Brief
Everything from the line containing "Objective — a point for each instance of the white suv" to the final line of the records below should be given again exactly, and nothing else.
** begin Provided entries **
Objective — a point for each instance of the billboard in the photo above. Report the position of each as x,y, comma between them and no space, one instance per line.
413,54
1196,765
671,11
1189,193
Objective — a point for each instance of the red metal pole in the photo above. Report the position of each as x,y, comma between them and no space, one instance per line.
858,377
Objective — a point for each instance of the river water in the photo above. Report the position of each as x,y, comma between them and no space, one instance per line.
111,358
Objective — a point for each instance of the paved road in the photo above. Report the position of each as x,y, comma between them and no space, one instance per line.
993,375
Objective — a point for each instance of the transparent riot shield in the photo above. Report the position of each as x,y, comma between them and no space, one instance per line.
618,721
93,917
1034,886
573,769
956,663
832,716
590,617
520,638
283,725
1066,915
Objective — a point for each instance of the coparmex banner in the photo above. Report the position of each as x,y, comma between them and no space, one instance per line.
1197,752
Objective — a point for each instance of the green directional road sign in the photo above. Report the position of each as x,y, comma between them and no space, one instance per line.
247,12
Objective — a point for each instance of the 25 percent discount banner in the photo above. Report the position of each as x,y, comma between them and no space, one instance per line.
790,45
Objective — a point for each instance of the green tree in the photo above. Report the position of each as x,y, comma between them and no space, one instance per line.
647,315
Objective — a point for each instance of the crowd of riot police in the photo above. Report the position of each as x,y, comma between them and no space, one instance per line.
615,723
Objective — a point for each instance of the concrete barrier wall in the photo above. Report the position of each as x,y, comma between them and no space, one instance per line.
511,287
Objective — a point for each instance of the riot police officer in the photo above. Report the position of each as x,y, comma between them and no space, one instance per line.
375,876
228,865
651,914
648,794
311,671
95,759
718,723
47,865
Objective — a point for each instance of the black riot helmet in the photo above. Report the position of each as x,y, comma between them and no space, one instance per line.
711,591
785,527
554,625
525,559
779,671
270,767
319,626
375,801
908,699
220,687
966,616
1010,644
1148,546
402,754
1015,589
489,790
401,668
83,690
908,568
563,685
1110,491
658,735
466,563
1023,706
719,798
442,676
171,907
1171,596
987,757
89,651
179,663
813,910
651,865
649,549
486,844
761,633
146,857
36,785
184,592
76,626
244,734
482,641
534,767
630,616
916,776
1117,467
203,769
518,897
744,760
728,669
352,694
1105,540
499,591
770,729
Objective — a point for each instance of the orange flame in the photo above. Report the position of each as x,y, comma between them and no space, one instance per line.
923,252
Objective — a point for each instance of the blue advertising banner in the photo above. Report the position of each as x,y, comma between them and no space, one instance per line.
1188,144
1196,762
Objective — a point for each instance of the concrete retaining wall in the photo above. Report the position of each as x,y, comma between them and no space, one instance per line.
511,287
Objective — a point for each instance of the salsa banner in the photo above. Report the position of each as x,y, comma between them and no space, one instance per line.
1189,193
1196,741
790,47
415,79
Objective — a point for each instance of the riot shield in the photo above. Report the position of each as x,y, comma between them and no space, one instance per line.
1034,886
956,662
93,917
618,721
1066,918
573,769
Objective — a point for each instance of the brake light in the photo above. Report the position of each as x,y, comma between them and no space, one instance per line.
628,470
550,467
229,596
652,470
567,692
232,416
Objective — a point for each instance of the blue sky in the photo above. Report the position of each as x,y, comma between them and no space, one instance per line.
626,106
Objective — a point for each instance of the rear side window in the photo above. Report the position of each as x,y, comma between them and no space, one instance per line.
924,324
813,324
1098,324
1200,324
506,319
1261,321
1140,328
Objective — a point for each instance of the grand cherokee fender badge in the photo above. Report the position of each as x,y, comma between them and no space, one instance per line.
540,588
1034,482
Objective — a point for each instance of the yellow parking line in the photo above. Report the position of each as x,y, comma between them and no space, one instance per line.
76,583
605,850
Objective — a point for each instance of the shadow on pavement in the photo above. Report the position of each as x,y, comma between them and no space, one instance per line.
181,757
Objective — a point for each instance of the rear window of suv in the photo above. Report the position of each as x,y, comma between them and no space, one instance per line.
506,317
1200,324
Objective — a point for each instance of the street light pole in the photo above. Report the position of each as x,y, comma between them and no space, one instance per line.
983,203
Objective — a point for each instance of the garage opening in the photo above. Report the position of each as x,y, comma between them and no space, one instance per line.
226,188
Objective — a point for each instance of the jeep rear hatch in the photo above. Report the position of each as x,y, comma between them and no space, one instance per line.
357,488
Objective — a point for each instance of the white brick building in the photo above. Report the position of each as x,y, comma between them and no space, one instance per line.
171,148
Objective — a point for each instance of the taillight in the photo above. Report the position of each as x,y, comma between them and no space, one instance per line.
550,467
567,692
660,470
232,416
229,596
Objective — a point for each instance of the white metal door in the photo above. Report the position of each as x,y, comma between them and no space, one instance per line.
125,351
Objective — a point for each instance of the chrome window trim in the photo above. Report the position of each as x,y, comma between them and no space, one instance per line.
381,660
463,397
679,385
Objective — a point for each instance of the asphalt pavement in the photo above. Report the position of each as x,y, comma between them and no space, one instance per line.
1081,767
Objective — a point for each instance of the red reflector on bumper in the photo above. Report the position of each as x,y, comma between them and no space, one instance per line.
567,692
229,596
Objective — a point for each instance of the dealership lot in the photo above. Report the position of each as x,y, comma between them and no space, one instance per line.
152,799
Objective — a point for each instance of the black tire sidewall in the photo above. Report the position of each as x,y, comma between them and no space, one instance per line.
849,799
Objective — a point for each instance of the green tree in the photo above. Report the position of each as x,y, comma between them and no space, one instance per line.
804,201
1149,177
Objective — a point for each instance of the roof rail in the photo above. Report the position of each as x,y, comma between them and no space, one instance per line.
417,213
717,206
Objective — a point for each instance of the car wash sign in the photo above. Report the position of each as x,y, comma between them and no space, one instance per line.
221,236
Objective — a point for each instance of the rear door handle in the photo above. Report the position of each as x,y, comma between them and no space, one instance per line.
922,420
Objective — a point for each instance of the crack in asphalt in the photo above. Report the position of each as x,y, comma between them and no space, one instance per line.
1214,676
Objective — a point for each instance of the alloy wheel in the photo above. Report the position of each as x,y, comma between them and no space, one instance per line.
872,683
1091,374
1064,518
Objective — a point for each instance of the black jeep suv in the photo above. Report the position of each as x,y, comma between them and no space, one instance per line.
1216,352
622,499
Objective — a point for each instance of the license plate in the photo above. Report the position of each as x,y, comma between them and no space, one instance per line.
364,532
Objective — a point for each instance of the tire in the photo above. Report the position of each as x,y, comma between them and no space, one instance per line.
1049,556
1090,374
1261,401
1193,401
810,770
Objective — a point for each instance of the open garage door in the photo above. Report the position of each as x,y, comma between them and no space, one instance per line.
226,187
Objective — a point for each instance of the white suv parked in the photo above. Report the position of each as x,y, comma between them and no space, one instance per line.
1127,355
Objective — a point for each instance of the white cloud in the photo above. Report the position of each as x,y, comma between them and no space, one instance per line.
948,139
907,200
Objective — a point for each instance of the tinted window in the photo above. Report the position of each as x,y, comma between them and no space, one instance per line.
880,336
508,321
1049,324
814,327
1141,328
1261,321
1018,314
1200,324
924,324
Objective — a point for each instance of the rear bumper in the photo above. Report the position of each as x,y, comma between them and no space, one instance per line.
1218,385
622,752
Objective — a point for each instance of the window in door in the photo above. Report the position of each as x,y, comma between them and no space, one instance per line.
** end Provided entries **
Answer to the task
Objective — a point for each instance of the white suv parked in the photo above. Report the position of each as x,y, comma between them and no space, one instance per line.
1127,355
Objective — a point for each instance of the white cloud in the photo above. Report the position of each as x,y, comma between them and no space, one instance per line.
948,139
907,200
Objective — a point for each instance of the tinted window in the photo above. Report the position of each as x,y, comma between them and no space, one instance per line.
880,336
508,321
1049,324
814,327
1141,328
1261,321
1018,314
1200,324
924,324
Objective — a point for each instance of the rear bumper in the photo above. Report the position of each as x,y, comma between them and no space, one instance per line.
1218,385
622,752
Objective — a point for each instance of the window in door in the photo above. Report the position of each as x,y, comma between them and no space, one instance per line.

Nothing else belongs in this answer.